Copy out every line of the items below that contains the string "white". Matching is case-sensitive.

# STORED RECORDS start

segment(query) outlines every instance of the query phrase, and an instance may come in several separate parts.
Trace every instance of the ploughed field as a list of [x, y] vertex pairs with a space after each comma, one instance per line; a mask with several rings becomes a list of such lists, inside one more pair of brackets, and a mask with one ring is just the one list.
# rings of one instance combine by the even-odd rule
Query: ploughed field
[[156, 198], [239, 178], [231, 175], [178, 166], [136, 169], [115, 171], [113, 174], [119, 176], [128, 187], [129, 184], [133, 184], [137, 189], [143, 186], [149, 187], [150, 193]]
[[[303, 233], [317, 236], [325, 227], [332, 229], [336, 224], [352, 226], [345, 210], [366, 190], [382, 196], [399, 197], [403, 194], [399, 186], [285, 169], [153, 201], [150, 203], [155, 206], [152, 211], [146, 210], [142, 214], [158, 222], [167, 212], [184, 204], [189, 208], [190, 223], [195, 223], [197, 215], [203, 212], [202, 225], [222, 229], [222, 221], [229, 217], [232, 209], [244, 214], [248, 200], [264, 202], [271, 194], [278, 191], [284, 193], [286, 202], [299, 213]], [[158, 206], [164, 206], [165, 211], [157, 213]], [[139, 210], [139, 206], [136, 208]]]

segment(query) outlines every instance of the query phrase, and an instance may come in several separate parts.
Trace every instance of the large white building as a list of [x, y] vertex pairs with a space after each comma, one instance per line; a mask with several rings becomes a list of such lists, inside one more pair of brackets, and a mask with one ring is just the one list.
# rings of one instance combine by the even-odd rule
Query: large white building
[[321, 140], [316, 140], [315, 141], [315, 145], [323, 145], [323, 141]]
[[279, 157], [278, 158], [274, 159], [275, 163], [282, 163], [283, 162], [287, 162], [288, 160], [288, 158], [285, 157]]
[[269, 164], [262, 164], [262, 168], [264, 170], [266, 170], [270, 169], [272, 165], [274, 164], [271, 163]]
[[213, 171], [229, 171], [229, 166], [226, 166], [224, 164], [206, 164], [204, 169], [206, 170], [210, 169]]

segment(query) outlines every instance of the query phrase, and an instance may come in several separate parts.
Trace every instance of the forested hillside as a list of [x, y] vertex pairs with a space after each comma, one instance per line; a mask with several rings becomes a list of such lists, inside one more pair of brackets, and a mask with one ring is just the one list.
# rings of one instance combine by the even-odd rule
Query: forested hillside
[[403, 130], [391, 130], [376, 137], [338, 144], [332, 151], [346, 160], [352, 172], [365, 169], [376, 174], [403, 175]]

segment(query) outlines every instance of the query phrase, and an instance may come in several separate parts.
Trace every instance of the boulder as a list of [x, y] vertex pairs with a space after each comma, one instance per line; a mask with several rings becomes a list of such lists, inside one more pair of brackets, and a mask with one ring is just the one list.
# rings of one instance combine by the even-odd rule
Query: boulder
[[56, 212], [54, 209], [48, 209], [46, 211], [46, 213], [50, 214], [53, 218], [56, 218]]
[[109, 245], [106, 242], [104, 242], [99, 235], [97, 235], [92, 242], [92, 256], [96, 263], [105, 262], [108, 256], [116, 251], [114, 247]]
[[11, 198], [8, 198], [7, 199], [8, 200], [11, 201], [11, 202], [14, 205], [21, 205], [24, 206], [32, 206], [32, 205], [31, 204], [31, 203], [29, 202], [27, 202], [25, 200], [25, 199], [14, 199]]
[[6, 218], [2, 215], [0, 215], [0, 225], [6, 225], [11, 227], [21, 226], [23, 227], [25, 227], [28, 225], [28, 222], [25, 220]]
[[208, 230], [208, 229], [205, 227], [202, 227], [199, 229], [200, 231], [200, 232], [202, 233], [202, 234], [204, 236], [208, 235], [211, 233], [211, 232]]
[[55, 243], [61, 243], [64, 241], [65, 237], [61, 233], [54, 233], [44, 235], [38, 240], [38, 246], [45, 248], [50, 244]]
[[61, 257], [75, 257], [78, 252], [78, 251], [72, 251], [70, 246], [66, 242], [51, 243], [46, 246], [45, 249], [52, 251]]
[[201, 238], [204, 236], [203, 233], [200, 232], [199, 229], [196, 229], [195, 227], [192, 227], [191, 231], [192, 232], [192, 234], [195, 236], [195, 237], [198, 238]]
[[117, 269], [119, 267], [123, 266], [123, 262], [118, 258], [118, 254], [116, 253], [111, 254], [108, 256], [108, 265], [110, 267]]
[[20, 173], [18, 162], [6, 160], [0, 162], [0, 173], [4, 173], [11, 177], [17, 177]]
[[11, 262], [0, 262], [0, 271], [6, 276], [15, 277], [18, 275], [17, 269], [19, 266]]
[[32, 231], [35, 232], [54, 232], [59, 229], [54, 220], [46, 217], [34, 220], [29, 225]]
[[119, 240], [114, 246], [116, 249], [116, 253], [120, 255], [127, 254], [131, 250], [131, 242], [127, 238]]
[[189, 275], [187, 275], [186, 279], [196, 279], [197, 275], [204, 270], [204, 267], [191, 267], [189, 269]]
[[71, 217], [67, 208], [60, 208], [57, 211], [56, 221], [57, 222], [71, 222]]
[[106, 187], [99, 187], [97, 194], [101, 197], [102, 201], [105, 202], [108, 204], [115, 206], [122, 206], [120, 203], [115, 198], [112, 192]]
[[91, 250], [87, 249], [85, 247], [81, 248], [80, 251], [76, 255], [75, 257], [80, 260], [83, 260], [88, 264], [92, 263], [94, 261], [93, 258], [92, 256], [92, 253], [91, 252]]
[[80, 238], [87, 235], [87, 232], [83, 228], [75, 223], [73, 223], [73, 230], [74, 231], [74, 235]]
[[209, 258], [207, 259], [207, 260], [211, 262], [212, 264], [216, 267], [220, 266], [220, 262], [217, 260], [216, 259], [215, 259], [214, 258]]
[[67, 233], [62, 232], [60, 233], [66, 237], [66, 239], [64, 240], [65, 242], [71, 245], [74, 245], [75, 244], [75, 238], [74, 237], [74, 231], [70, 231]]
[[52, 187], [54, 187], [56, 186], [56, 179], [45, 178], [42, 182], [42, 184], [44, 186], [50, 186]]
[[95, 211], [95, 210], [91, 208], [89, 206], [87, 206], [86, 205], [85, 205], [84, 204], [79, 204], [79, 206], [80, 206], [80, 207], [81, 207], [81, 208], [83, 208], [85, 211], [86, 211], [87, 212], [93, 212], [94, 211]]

# STORED RECORDS end

- **RESPONSE BELOW**
Trace every instance of the large white building as a list of [x, y] vertex pairs with a space after each comma, one instance per line; a mask with several rings becomes a list of such lists, inside one more pair of brackets, and a mask with one ring is just the one list.
Query: large white building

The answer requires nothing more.